**Brano selezionato:**
Per quanto concerne la Deadly Life, le novità si trovano principalmente nei Class Trials, che adesso offrono nuovi interessanti minigiochi da portare a termine per progredire nei processi. Vorrei iniziare parlando proprio della menzogna. Come vi ho già anticipato, sarà possibile mentire durante i processi per cercare di mandare avanti una discussione che probabilmente non si sarebbe smossa dal punto attualmente preso in esame o, semplicemente, per dare una svolta all'intero processo. Si mentirà utilizzando gli stessi Truth Bullets che abbiamo in dotazione che, per l'occasione, si trasformeranno in Lie Bullets che dovremo sparare contro le affermazioni che vorremo contrastare. Fanno il loro ritorno nuovamente l'Hangman's Gambit (ulteriormente migliorato) ed il Rebuttal Showdown da Danganronpa 2, così come il consueto Closing Argument. Vengono inoltre presentati nuovi minigame che riprendono lo stile di altri migliorandoli, come l'Argument Armament e lo Psyche Taxi, gli equivalenti del Panic Talk Action e del Logic Dive sempre provenienti da DR 2. Le vere novità dei Class Trials sono, invece, il Mind Mine, il Mass Panic Debate ed il mio preferito in assoluto, il Debate Scrum. Il primo presenta un muro composto da blocchi colorati che dovremo man mano rimuovere per far venire a galla la verità che stiamo cercando, mentre il secondo non si tratta altro che di un normalissimo Nonstop Debate, che però coinvolge non una persona alla volta, ma l'intera classe tutta insieme, nella confusione più totale. Lo schermo si dividerà in tre e il nostro compito sarà quello di scovare la contraddizione mentre cerchiamo di ascoltare le voci di tutti gli studenti che si urlano contro a vicenda. Discorso diverso per il Debate Scrum.
Per questo, prima di tutto, vi invito ad ascoltare l'OST che accompagna questo minigame perché è, a mio avviso, tra le OST più belle (se non LA PIU' bella) del gioco: https://www.youtube.com/watch?v=32GWbQt_ …
In sostanza, un Debate Scrum nasce quando durante un Class Trial ci sono due opinioni che vanno a contrastarsi. Monokuma altererà il “tribunale”, dividendo gli studenti in due squadre, ognuna chiamata a sostenere la propria opinione. Durante la discussione, ogni membro della squadra avversaria farà un'osservazione cercando di convincere la nostra squadra che la propria opinione è quella corretta. Il nostro compito sarà, ovviamente, quello di far prevalere la nostra affermazione, contrastando ogni pretesa avversaria con un commento di un nostro compagno di squadra. Quando ogni osservazione nemica sarà stata contrastata, potremo imporre la nostra opinione sull'altra, sorretta appunto dalle nostre affermazioni che mettono in luce le contraddizioni tra quelle avversarie. L'avrò spiegato sicuramente malissimo, ma credetemi, è uno dei momenti più belli di questi nuovi Class Trials e va vissuto per essere compreso bene. Personalmente, ogni volta che arrivava il momento di questo minigame, me lo sono goduto appieno.

**Quesito proposto 1:**
Rispondi a queste domande sul brano sui Class Trials:
(a) In che cosa si trasformano i Truth Bullets quando si mente durante i processi?
(b) In quante parti si divide lo schermo durante il Mass Panic Debate?
(c) Chi altera il "tribunale" dividendo gli studenti in due squadre nel Debate Scrum?
**Quesito proposto 2:** Prosegui il brano sui Class Trials aggiungendo un nuovo testo dopo la sua ultima frase.
Le voci sono materiale a sé e non hanno legami con il brano sui Class Trials.

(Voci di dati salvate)
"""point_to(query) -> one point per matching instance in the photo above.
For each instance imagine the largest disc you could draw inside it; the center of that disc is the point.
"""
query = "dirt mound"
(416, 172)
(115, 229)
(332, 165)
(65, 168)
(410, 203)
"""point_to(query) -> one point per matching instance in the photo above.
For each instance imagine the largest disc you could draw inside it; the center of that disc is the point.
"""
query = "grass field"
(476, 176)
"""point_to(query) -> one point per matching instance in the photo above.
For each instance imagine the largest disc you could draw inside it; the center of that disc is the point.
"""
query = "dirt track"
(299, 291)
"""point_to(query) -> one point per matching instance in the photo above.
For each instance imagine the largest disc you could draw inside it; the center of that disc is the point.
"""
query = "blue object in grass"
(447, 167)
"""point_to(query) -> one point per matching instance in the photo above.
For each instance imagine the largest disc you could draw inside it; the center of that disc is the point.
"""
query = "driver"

**Risposta corretta 1:**
(a) In Lie Bullets.
(b) In tre parti.
(c) Monokuma.

**Risposta corretta 2:**
Insomma, a livello di gameplay c'è poco da girarci attorno: è Danganronpa a tutti gli effetti, con tutti i pregi e difetti del caso. Qualora abbiate già adorato il gameplay nei precedenti, non c'è ragione per cui non debba essere lo stesso anche con questo. Le novità , soprattutto nei Class Trials, sono tutte interessanti e danno una ventata d'aria fresca ad un gioco che comunque già di per sé inizia a sentire un po' il peso di una formula ripetuta un po' troppe volte e che, alla lunga, rischia di diventare davvero ripetitiva.

Comparto tecnico che, anche qui, si mantiene sugli standard della serie. Graficamente il titolo potrebbe sempre dare qualcosa in più, soprattutto con le ambientazioni, mentre invece i modelli dei personaggi sono tutti di ottimo livello. Ricordo che ai tempi del primo Danganronpa per PSP li criticai molto dal momento che “sembrano dei cartonati ad altezza naturale”, ma oggi col senno di poi sono felice che abbiano deciso di mantenersi su questa direzione, perché onestamente li preferisco così che in 3D, magari animati, e fatti male.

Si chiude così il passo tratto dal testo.